Dysphagia is the medical term for a swallowing disorder. This may include any kind of difficulty swallowing: pain, inability to swallow, sensation of sticking, or frequent coughing, as well as reflux and gastroesophageal reflux disease (GERD). Dysphagia is classified into two main types: oropharyngeal (\-ˌfar-ən-ˈjē-əl, -fə-ˈrin-j(ē-)əl\) – meaning, related to the mouth and pharynx, or esophageal (\i-ˌsäf-ə-ˈjē-əl\) – meaning, related to the feeding tube or esophagus. SLPs deal with oropharyngeal dysphagia and screen for esophageal dysphagia. Depending on the suspected or known cause of the dysphagia, a patient suffering from dysphagia may also be seen by an otolaryngologist (ear, nose and throat specialist), a neurologist, a gastroenterologist or another kind of medical specialist.
To understand dysphagia of the mouth and throat, it helps to understand the basics of swallowing. Swallowing is an automated process for most people—like breathing, we don’t really think about it. But if you can’t breathe, or you can’t swallow, you quickly realize how critical these functions are. When we are eating, a signal is sent from the brain to trigger the coordination of some 50 pairs of muscles and nerves to move food around in the mouth and prepare it for swallowing. Problems with swallowing generally occur later in life, and may be linked to:
- Progressive neurological disorders, such as from multiple sclerosis, amyotrophic lateral sclerosis, Parkinson’s disease.
- Sudden neurological damage, such as from a stroke or brain and/or spinal cord injury.
- Cancer or cancer treatment, for example surgery and/or radiation for head and neck cancer.
- Other issues
Dysphagia can also occur in children, usually as a result of nervous system disorders (i.e. cerebral palsy) or cleft lip/palate.
Complications of dysphagia include malnutrition and dehydration as well as respiratory problems. Food or liquid can enter the airway (aspiration), which can lead to upper respiratory tract infections and/or pneumonia. Dysphagia can present from a mild problem (ex difficulty chewing solids) to more severe problems (ex food or liquid penetrating into the lungs causing aspiration). Difficulties with swallowing can also lead to anxieties and/or depression.

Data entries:
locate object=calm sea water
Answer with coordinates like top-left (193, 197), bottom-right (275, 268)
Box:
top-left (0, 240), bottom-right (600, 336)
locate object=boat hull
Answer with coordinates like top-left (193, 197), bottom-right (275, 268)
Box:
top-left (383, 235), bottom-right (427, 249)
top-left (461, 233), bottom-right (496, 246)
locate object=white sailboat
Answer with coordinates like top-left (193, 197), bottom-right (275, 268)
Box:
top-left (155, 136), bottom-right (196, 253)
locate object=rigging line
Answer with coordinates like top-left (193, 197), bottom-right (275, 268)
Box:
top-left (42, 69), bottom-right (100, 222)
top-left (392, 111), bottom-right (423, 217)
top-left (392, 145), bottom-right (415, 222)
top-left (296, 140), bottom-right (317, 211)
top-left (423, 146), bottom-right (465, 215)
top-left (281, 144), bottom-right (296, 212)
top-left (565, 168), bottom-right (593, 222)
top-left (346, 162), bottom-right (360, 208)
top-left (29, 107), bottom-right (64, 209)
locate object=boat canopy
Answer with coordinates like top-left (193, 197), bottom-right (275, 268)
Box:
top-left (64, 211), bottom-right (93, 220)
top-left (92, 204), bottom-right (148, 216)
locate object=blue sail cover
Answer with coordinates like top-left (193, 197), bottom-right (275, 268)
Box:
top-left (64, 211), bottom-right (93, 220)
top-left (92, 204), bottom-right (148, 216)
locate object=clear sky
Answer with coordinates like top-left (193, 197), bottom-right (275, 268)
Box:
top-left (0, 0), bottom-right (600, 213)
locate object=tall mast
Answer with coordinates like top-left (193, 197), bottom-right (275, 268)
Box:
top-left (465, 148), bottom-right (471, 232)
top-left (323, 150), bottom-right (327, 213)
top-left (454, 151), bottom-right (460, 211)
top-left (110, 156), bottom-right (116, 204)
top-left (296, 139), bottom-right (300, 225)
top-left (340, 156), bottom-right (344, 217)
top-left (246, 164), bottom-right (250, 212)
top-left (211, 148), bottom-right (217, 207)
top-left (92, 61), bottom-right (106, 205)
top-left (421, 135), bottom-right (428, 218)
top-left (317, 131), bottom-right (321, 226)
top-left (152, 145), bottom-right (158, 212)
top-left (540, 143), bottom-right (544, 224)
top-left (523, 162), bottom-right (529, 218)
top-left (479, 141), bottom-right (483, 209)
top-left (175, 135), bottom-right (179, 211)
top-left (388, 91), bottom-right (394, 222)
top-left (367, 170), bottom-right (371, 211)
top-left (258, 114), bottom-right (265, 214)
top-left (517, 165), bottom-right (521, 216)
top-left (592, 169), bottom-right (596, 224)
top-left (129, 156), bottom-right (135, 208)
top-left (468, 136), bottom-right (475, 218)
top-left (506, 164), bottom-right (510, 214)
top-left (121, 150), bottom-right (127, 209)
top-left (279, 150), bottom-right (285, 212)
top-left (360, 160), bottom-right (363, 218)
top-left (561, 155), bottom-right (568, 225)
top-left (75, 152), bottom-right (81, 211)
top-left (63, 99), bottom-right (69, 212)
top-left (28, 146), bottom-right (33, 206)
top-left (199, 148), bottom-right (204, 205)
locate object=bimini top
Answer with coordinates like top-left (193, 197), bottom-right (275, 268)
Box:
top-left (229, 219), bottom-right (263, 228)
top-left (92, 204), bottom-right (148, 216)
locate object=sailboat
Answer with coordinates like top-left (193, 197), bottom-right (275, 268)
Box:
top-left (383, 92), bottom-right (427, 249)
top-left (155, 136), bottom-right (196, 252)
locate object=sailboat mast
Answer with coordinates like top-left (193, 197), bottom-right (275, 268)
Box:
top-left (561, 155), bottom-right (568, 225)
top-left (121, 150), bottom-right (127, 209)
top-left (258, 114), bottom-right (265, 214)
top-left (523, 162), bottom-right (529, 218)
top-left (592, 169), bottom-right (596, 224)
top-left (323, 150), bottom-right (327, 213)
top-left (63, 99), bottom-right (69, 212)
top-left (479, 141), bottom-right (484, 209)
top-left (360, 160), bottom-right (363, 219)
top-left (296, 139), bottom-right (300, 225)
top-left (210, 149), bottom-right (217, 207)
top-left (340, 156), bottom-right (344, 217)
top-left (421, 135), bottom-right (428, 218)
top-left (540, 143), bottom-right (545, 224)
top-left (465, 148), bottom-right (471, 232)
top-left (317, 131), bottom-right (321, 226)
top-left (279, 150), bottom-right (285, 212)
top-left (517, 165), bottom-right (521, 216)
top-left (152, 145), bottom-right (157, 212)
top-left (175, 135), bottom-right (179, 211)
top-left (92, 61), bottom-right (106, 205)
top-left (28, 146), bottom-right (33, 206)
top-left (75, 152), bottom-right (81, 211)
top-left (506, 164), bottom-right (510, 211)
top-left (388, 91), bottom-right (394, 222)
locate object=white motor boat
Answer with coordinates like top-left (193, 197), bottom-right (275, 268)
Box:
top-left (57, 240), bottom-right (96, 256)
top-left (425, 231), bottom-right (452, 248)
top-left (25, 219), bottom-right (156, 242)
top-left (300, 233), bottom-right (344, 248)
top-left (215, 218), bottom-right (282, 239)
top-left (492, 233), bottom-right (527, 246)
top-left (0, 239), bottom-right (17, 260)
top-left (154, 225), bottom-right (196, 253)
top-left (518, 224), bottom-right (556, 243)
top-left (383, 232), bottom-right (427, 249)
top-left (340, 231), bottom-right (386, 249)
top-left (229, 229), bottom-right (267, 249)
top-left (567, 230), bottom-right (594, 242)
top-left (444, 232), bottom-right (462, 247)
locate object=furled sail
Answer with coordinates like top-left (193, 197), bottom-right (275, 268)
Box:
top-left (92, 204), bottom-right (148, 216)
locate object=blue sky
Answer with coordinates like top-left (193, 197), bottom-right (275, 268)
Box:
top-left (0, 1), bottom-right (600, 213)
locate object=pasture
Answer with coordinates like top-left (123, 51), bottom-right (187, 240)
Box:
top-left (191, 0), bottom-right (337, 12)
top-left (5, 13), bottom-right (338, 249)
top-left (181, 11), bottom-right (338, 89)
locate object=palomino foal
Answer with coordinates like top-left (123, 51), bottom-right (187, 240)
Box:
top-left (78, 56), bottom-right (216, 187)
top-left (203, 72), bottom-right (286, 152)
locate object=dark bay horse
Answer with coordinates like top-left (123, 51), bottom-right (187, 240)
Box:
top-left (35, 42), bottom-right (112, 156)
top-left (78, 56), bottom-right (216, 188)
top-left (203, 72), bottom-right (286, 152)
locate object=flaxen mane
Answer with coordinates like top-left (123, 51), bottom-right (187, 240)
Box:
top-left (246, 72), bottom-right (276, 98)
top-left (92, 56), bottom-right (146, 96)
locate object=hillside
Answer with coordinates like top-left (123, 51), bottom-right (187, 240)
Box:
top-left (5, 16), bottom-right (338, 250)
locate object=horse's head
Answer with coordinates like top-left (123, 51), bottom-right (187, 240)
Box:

Task to complete:
From the dysphagia text, set down the stretch from "Complications of dysphagia" through "anxieties and/or depression." word for word.

Solved problem:
Complications of dysphagia include malnutrition and dehydration as well as respiratory problems. Food or liquid can enter the airway (aspiration), which can lead to upper respiratory tract infections and/or pneumonia. Dysphagia can present from a mild problem (ex difficulty chewing solids) to more severe problems (ex food or liquid penetrating into the lungs causing aspiration). Difficulties with swallowing can also lead to anxieties and/or depression.